#### Prompt
Please format the lines as a Markdown table with columns n and Line, one numbered row per line, without blank lines or pictures. Begin at the first line of the records and stop after the line that contains "254 136 L 283".

(Segmentation dataset records)
-- -- --

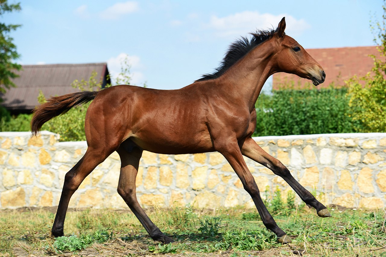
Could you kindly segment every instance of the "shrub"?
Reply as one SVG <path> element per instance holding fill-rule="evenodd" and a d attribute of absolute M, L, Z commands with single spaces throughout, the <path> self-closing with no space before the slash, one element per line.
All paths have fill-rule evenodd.
<path fill-rule="evenodd" d="M 254 136 L 283 136 L 356 131 L 347 89 L 286 89 L 259 96 Z"/>

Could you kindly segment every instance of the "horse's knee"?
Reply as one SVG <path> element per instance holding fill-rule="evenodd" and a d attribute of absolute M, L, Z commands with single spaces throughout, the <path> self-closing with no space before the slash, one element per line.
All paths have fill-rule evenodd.
<path fill-rule="evenodd" d="M 275 175 L 281 176 L 286 176 L 290 174 L 290 170 L 279 160 L 275 160 L 274 161 L 272 162 L 272 164 L 273 166 L 268 168 Z M 269 165 L 269 164 L 267 166 Z"/>

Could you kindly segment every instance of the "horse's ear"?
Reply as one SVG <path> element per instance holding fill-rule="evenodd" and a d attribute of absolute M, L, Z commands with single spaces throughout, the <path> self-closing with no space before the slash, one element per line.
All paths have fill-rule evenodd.
<path fill-rule="evenodd" d="M 283 17 L 278 25 L 278 35 L 279 37 L 284 36 L 284 30 L 286 29 L 286 17 Z"/>

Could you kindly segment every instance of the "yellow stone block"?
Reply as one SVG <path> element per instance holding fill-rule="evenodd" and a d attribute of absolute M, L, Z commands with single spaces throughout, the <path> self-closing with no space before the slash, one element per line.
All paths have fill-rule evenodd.
<path fill-rule="evenodd" d="M 205 183 L 207 176 L 208 167 L 198 167 L 192 171 L 193 185 L 192 188 L 195 190 L 202 189 L 205 188 Z"/>
<path fill-rule="evenodd" d="M 333 181 L 334 182 L 334 181 Z M 354 182 L 351 178 L 350 171 L 344 170 L 340 172 L 340 178 L 338 181 L 338 187 L 341 190 L 352 190 Z"/>
<path fill-rule="evenodd" d="M 171 164 L 172 162 L 169 159 L 169 155 L 159 155 L 159 163 L 161 164 Z"/>
<path fill-rule="evenodd" d="M 316 166 L 305 169 L 304 175 L 299 183 L 303 186 L 317 187 L 319 182 L 319 172 Z"/>
<path fill-rule="evenodd" d="M 29 140 L 28 140 L 28 145 L 29 146 L 37 146 L 38 147 L 41 147 L 43 146 L 43 144 L 42 136 L 39 134 L 37 136 L 34 136 L 30 138 Z"/>
<path fill-rule="evenodd" d="M 241 180 L 240 180 L 239 178 L 237 178 L 237 180 L 233 183 L 233 185 L 236 186 L 236 187 L 238 188 L 242 188 L 244 187 L 244 186 L 242 185 L 242 183 L 241 182 Z"/>
<path fill-rule="evenodd" d="M 225 185 L 228 184 L 228 182 L 229 181 L 229 180 L 232 178 L 232 176 L 230 175 L 225 176 L 223 174 L 221 174 L 220 175 L 220 176 L 221 177 L 221 180 L 222 180 L 222 182 Z"/>
<path fill-rule="evenodd" d="M 377 175 L 376 180 L 378 187 L 382 192 L 386 192 L 386 170 L 383 170 Z"/>
<path fill-rule="evenodd" d="M 0 164 L 4 164 L 8 156 L 8 153 L 5 151 L 0 151 Z"/>
<path fill-rule="evenodd" d="M 58 162 L 67 162 L 70 160 L 70 154 L 64 149 L 58 151 L 55 153 L 54 160 Z"/>
<path fill-rule="evenodd" d="M 152 189 L 157 187 L 157 167 L 151 166 L 147 168 L 147 172 L 144 180 L 144 187 L 145 189 Z"/>
<path fill-rule="evenodd" d="M 285 152 L 281 149 L 278 149 L 278 160 L 284 165 L 290 164 L 290 157 L 288 152 Z"/>
<path fill-rule="evenodd" d="M 336 146 L 344 146 L 345 142 L 344 138 L 332 137 L 330 138 L 330 144 Z"/>
<path fill-rule="evenodd" d="M 39 156 L 39 162 L 42 165 L 46 165 L 49 163 L 51 161 L 51 156 L 44 149 L 40 150 Z"/>
<path fill-rule="evenodd" d="M 362 143 L 362 147 L 363 148 L 370 149 L 377 147 L 377 141 L 375 139 L 371 139 L 365 141 Z"/>
<path fill-rule="evenodd" d="M 0 199 L 3 208 L 23 207 L 25 206 L 25 192 L 21 187 L 7 190 L 0 194 Z"/>
<path fill-rule="evenodd" d="M 335 156 L 335 166 L 344 168 L 347 165 L 347 152 L 339 151 Z"/>
<path fill-rule="evenodd" d="M 354 165 L 361 161 L 361 152 L 354 151 L 349 155 L 349 164 Z"/>
<path fill-rule="evenodd" d="M 23 170 L 17 175 L 18 185 L 32 185 L 34 181 L 30 171 Z"/>
<path fill-rule="evenodd" d="M 303 155 L 304 156 L 306 163 L 315 163 L 316 162 L 315 153 L 312 149 L 312 147 L 310 145 L 307 145 L 303 149 Z"/>
<path fill-rule="evenodd" d="M 228 171 L 228 172 L 233 172 L 233 168 L 229 163 L 226 163 L 223 165 L 221 168 L 221 170 L 223 171 Z"/>
<path fill-rule="evenodd" d="M 196 195 L 192 202 L 193 207 L 199 209 L 218 208 L 221 205 L 221 198 L 205 191 Z"/>
<path fill-rule="evenodd" d="M 146 164 L 157 164 L 157 154 L 144 151 L 142 160 Z"/>
<path fill-rule="evenodd" d="M 35 166 L 36 158 L 35 155 L 31 152 L 26 152 L 22 155 L 22 164 L 26 167 Z"/>
<path fill-rule="evenodd" d="M 301 145 L 304 143 L 304 141 L 301 139 L 298 139 L 297 140 L 295 140 L 292 141 L 291 143 L 291 144 L 295 146 L 300 146 Z"/>
<path fill-rule="evenodd" d="M 371 152 L 369 152 L 364 156 L 364 158 L 363 158 L 363 163 L 366 164 L 369 163 L 373 164 L 378 161 L 383 161 L 383 158 L 380 155 L 376 153 L 371 153 Z"/>
<path fill-rule="evenodd" d="M 229 208 L 237 206 L 239 204 L 237 197 L 239 196 L 239 192 L 230 188 L 228 192 L 227 198 L 224 201 L 224 207 Z"/>
<path fill-rule="evenodd" d="M 367 167 L 362 168 L 358 176 L 358 188 L 363 193 L 374 193 L 372 180 L 372 170 Z"/>
<path fill-rule="evenodd" d="M 185 189 L 190 185 L 187 166 L 184 163 L 177 163 L 176 173 L 176 186 L 180 188 Z"/>
<path fill-rule="evenodd" d="M 15 136 L 14 139 L 14 144 L 17 146 L 23 146 L 25 144 L 25 140 L 22 136 Z"/>
<path fill-rule="evenodd" d="M 76 207 L 78 208 L 100 207 L 103 204 L 103 195 L 99 188 L 89 189 L 81 194 Z"/>
<path fill-rule="evenodd" d="M 36 205 L 40 200 L 40 194 L 43 190 L 36 186 L 32 189 L 32 193 L 29 198 L 29 206 Z"/>
<path fill-rule="evenodd" d="M 343 206 L 348 208 L 352 208 L 355 206 L 355 201 L 352 195 L 346 193 L 339 197 L 336 197 L 332 201 L 334 204 Z"/>
<path fill-rule="evenodd" d="M 183 207 L 186 204 L 184 200 L 184 195 L 180 191 L 171 190 L 171 197 L 169 201 L 170 207 Z"/>
<path fill-rule="evenodd" d="M 195 161 L 203 164 L 207 161 L 207 154 L 198 153 L 194 155 Z"/>
<path fill-rule="evenodd" d="M 6 138 L 5 141 L 1 144 L 1 148 L 3 149 L 9 149 L 12 146 L 12 141 L 9 138 Z"/>
<path fill-rule="evenodd" d="M 368 210 L 383 209 L 384 207 L 383 201 L 375 197 L 364 197 L 359 202 L 359 208 Z"/>
<path fill-rule="evenodd" d="M 257 177 L 253 176 L 253 177 L 255 179 L 255 181 L 256 182 L 256 185 L 257 185 L 257 187 L 259 188 L 260 192 L 265 191 L 266 188 L 269 185 L 268 178 L 262 176 L 259 176 Z"/>
<path fill-rule="evenodd" d="M 144 194 L 140 197 L 141 205 L 145 207 L 165 207 L 165 197 L 161 195 Z"/>
<path fill-rule="evenodd" d="M 15 167 L 20 166 L 20 157 L 13 153 L 11 153 L 8 158 L 8 164 Z"/>
<path fill-rule="evenodd" d="M 209 164 L 212 166 L 226 161 L 225 158 L 220 153 L 211 153 L 209 154 Z"/>
<path fill-rule="evenodd" d="M 173 183 L 173 173 L 169 167 L 159 167 L 159 183 L 164 186 L 169 186 Z"/>
<path fill-rule="evenodd" d="M 16 184 L 14 172 L 6 168 L 3 170 L 3 185 L 5 187 L 13 186 Z"/>
<path fill-rule="evenodd" d="M 174 156 L 174 158 L 177 160 L 184 162 L 186 162 L 189 158 L 190 155 L 177 155 Z"/>
<path fill-rule="evenodd" d="M 53 197 L 52 192 L 46 191 L 46 193 L 42 196 L 39 201 L 39 205 L 42 207 L 45 206 L 52 206 L 52 202 Z"/>
<path fill-rule="evenodd" d="M 290 142 L 284 139 L 278 139 L 278 146 L 279 147 L 288 147 L 290 146 Z"/>
<path fill-rule="evenodd" d="M 208 178 L 208 187 L 212 189 L 220 183 L 220 178 L 217 175 L 217 171 L 214 169 L 210 171 L 210 173 Z"/>
<path fill-rule="evenodd" d="M 40 183 L 49 187 L 52 185 L 54 177 L 52 172 L 47 169 L 42 169 L 42 174 L 40 175 Z"/>

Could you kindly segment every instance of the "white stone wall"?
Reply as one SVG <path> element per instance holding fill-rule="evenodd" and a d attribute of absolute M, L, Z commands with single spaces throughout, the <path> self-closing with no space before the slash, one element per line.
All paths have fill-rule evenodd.
<path fill-rule="evenodd" d="M 85 141 L 59 142 L 59 137 L 48 131 L 32 138 L 29 132 L 0 132 L 0 208 L 58 205 L 65 174 L 87 148 Z M 386 206 L 386 133 L 255 140 L 285 165 L 301 184 L 316 190 L 324 204 L 369 208 Z M 292 190 L 268 169 L 245 160 L 262 192 L 278 186 L 284 197 Z M 98 165 L 74 195 L 70 207 L 126 208 L 116 190 L 120 163 L 115 152 Z M 144 152 L 136 185 L 139 201 L 145 207 L 254 206 L 218 153 L 166 155 Z"/>

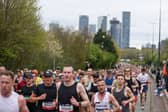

-- -- --

#### Response to this task
| n | Line |
|---|---|
| 1 | Could you kindly segment every instance of the "shrub"? |
| 2 | Reply as one SVG <path> element per instance holding fill-rule="evenodd" and a d attribute of absolute M, L, Z commands with single spaces throughout, the <path> self-closing with no space before the slash, one element per line. |
| 3 | All paths have fill-rule evenodd. |
| 4 | <path fill-rule="evenodd" d="M 254 136 L 283 136 L 356 131 L 347 89 L 286 89 L 259 96 Z"/> |